-------- Documentfragment --------

De leden van de CDA-fractie vragen wat het betekent dat het boeken van een vakantiehuisje voor meerdere gebruiksperiodes «op zichzelf» niet zal leiden tot een timeshareovereenkomst.
Dit voorbeeld verduidelijkt het verschil tussen een timeshareovereenkomst en een gewone huurovereenkomst, zoals ook in overweging 6 van de richtlijn is aangegeven. Slechts als een overeenkomst voldoet aan de begripsomschrijving van overeenkomst betreffende gebruik in deeltijd (artikel 50a, onderdeel c) is titel 1A van toepassing. Wanneer een consument per 30 maart 2011 een huisje in een vakantiepark huurt en dit ook alvast voor het jaar erop doet, dan is er volgens overweging 6 geen sprake van een timeshareovereenkomst. Het betreft hier namelijk niet meer dan twee keer een «afzonderlijke reservering». Als de consument met de exploitant van het vakantiepark echter een tweejarige overeenkomst sluit, waarin hij elk jaar in een nog te bepalen week gebruik mag maken van een vakantiehuisje, dan zal deze situatie waarschijnlijk wel onder de omschrijving van een overeenkomst van gebruik in deeltijd vallen. Overigens is het uiteindelijk aan het Hof van Justitie van de Europese Unie om uit te leggen wat precies onder het begrip «overeenkomst betreffende gebruik in deeltijd» valt.
Onderdeel e (overeenkomst van bijstand bij verhandelen)
De leden van de VVD-fractie stellen voor om bij de begripsomschrijving van overeenkomst van bijstand bij verhandelen de woorden «kopen en verkopen en/of overnemen of overdragen» te gebruiken, zodat zowel de gekochte als overgedragen timeshare en daarop gelijkende transacties eronder vallen en vragen de regering hier nader op in te gaan.

-------- Gegevensuittreksel --------

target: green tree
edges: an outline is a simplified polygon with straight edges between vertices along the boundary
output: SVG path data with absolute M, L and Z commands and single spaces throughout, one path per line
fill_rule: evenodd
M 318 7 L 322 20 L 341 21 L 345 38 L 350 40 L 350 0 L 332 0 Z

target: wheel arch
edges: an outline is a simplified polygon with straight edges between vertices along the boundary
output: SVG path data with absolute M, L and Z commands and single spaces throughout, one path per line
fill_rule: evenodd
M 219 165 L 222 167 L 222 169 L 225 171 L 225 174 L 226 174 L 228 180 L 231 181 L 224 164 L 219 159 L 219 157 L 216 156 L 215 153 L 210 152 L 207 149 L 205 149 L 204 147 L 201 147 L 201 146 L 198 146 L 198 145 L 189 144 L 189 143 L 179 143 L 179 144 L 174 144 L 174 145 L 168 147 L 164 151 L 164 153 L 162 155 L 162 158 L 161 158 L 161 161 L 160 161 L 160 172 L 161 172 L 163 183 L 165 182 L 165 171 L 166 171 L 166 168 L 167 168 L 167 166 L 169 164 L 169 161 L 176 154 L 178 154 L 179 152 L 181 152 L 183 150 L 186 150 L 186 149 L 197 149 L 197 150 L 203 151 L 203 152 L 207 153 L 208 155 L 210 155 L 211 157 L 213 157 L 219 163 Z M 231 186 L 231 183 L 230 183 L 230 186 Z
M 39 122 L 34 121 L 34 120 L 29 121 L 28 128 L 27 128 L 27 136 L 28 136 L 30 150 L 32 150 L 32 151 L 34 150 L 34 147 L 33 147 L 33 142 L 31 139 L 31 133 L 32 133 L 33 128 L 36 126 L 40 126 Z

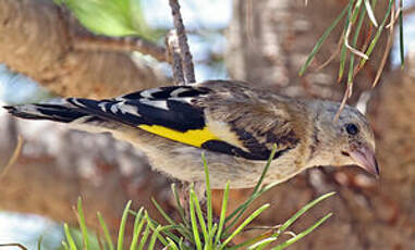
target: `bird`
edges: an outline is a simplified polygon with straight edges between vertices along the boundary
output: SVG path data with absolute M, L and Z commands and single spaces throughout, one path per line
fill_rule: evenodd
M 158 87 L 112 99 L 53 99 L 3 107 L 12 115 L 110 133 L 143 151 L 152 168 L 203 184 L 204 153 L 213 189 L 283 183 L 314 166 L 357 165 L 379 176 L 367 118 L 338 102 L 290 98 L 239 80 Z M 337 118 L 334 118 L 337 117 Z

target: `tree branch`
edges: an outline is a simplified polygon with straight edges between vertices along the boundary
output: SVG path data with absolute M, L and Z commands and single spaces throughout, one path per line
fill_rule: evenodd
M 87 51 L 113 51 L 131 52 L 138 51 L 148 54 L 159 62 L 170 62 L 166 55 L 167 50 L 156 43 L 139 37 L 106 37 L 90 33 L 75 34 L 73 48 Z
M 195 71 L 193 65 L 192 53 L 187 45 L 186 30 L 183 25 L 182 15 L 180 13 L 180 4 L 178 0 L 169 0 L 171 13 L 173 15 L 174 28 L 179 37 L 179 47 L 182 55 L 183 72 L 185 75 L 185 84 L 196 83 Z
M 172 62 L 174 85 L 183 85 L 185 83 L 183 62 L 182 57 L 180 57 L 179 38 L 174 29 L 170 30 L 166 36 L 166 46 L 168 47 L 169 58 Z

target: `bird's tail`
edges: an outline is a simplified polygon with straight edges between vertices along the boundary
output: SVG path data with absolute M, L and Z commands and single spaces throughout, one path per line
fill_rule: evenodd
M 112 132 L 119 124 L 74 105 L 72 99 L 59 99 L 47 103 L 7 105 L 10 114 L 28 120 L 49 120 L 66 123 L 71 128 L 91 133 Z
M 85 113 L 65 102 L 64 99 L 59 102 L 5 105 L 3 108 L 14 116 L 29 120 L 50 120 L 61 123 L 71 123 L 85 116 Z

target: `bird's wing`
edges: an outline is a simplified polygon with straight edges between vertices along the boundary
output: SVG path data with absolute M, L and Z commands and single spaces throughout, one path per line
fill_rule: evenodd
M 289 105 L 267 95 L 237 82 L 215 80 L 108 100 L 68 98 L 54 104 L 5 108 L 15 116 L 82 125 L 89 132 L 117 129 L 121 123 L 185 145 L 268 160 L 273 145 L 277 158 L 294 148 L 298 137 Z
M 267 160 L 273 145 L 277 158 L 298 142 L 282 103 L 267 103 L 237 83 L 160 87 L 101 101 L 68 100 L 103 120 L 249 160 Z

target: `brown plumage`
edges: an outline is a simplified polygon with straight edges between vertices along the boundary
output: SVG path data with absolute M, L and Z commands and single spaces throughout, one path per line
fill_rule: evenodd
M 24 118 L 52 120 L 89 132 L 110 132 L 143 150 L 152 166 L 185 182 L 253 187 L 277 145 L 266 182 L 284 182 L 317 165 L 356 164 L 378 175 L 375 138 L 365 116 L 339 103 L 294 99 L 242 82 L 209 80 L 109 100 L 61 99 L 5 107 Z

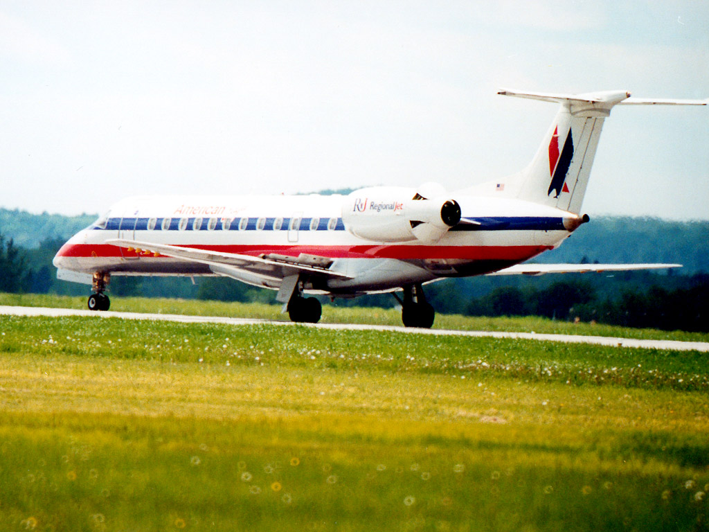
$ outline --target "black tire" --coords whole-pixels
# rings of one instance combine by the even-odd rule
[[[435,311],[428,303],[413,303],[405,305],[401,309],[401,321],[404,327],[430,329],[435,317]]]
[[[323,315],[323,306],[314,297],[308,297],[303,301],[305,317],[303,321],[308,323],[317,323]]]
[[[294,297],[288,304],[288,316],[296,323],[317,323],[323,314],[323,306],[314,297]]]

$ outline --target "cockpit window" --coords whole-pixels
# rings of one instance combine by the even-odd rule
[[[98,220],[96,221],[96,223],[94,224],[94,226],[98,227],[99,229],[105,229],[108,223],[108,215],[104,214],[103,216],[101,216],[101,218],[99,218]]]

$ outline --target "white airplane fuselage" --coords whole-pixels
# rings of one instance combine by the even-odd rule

--------
-------- Gegevensuittreksel --------

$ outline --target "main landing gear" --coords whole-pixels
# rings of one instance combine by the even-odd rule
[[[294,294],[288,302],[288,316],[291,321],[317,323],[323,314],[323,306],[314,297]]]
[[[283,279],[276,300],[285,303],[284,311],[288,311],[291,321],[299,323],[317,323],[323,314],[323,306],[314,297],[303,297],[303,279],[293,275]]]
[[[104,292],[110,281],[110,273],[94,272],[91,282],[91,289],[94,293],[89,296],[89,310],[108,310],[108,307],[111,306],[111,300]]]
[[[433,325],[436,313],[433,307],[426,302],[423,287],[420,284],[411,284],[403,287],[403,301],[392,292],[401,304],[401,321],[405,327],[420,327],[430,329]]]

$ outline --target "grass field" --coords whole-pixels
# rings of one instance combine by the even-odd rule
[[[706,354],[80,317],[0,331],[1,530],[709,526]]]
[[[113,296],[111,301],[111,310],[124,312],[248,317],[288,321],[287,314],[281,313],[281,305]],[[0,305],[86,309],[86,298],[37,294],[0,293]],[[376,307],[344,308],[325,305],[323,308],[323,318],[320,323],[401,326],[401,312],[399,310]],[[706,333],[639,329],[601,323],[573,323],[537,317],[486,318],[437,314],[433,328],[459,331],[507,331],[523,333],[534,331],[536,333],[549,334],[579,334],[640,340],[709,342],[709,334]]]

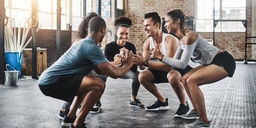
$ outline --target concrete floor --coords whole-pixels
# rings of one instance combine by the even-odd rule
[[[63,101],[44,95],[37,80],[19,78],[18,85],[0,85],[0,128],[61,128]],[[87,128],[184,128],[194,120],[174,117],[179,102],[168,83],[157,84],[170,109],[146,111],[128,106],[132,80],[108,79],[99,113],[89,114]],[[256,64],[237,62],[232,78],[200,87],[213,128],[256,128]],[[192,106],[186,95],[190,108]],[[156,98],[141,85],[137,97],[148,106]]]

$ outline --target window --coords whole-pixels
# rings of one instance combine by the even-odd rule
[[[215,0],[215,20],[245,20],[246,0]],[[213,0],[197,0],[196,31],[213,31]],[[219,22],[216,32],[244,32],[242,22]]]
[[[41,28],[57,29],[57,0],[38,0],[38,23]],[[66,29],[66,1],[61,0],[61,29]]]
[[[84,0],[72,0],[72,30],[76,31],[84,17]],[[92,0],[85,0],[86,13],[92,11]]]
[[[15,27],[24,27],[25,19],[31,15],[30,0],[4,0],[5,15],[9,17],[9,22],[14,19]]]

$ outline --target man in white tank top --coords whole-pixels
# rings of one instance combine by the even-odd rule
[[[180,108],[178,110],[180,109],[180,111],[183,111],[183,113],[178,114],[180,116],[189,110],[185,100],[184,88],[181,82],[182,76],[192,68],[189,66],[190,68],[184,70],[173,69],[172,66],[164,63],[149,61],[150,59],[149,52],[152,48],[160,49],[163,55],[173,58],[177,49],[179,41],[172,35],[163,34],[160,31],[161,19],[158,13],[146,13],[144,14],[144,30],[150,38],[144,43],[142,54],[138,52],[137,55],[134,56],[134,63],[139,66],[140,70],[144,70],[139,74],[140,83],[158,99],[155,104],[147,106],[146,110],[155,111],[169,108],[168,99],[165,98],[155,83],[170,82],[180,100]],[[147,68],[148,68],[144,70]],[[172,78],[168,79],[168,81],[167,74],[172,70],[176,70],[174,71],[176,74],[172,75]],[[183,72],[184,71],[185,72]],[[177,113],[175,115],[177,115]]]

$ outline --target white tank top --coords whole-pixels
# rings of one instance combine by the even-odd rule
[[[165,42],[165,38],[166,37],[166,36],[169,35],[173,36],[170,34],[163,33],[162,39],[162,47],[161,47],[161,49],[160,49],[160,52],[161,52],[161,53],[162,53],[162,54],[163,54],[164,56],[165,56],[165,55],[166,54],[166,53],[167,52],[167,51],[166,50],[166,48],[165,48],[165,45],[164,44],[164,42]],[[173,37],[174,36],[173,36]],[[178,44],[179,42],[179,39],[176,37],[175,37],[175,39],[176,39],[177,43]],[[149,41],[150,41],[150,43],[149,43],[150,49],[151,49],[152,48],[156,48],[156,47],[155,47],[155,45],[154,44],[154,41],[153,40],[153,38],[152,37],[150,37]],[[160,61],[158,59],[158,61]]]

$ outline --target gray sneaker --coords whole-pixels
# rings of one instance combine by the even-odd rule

--------

▸ **Takenreeks**
• a. Zet de alinea die begint met "Dit voorbeeld verduidelijkt" uit de tekst over timeshareovereenkomsten om in een beknopte opsomming en behoud daarbij de kernfeiten.
• b. Pak de tekst over timeshareovereenkomsten weer op na de laatste zin en schrijf een vervolg.

▸ **Verwachte uitvoer**
• a.
- Het voorbeeld verduidelijkt het verschil tussen een timeshareovereenkomst en een gewone huurovereenkomst, zoals ook aangegeven in overweging 6 van de richtlijn.
- Titel 1A is alleen van toepassing als een overeenkomst voldoet aan de begripsomschrijving van overeenkomst betreffende gebruik in deeltijd (artikel 50a, onderdeel c).
- Een consument die per 30 maart 2011 een huisje in een vakantiepark huurt en dat ook alvast voor het jaar erop doet, sluit geen timeshareovereenkomst. Het gaat dan om niet meer dan twee keer een afzonderlijke reservering.
- Een tweejarige overeenkomst met de exploitant, waarbij de consument elk jaar in een nog te bepalen week een vakantiehuisje mag gebruiken, valt waarschijnlijk wel onder de omschrijving van een overeenkomst van gebruik in deeltijd.
- Het is uiteindelijk aan het Hof van Justitie van de Europese Unie om uit te leggen wat precies onder dit begrip valt.

• b.
Terecht vragen deze leden aandacht voor de verschillende manieren waarop een consument in het bezit kan komen van een timeshare. Met de huidige begripsomschrijving is beoogd om alle soorten transacties te ondervangen. Graag voeg ik daar wat betreft de koop van timeshares het volgende aan toe. De woorden «over te dragen» verwijzen naar een essentieel onderdeel voor de uitvoering van de koopovereenkomst, namelijk dat de verkoper verplicht is de verkochte zaak met toebehoren in eigendom over te dragen en af te leveren (artikel 7:1 BW en nader uitgewerkt in artikel 7:9 BW). Als bijvoorbeeld een handelaar bijstand biedt bij de verkoop van een timesharerecht, betekent dit dat die bijstand erop is gericht om een koopovereenkomst tot stand te brengen, waarbij de verkoper het betreffende recht aan de koper zal moeten overdragen (artikelen 7:9 en 7:47 BW). Hiermee komt naar mijn mening voldoende tot uitdrukking dat ook deze situatie onder de begripsomschrijving van de overeenkomst van bijstand bij verhandelen valt.
Artikel 50b (precontractuele informatieverplichtingen en reclamebeperkingen)
De leden van de fractie van de PvdA vragen of het niet-naleven van de verplichtingen van artikel 50b ook kan leiden tot nietigheid of vernietigbaarheid van de overeenkomst. Als dit niet mogelijk is, vragen zij waarom en of het niet wenselijk is om dit alsnog mogelijk te maken.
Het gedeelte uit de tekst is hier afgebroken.